**TRY IT**
Below this task are records; return each one exactly and omit its images.

*** EXCERPTED DATA

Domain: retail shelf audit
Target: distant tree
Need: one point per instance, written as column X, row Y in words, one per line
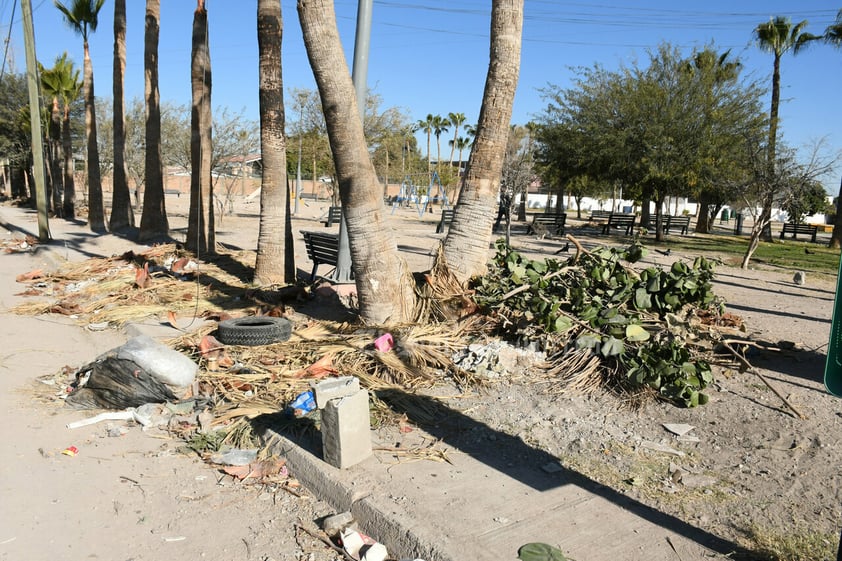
column 833, row 36
column 440, row 126
column 457, row 120
column 83, row 17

******

**ANSWER TO THE EXERCISE**
Domain: retail shelf audit
Target: distant tree
Need: one point per instance, written as column X, row Y in words, one per line
column 833, row 36
column 440, row 126
column 457, row 120
column 83, row 17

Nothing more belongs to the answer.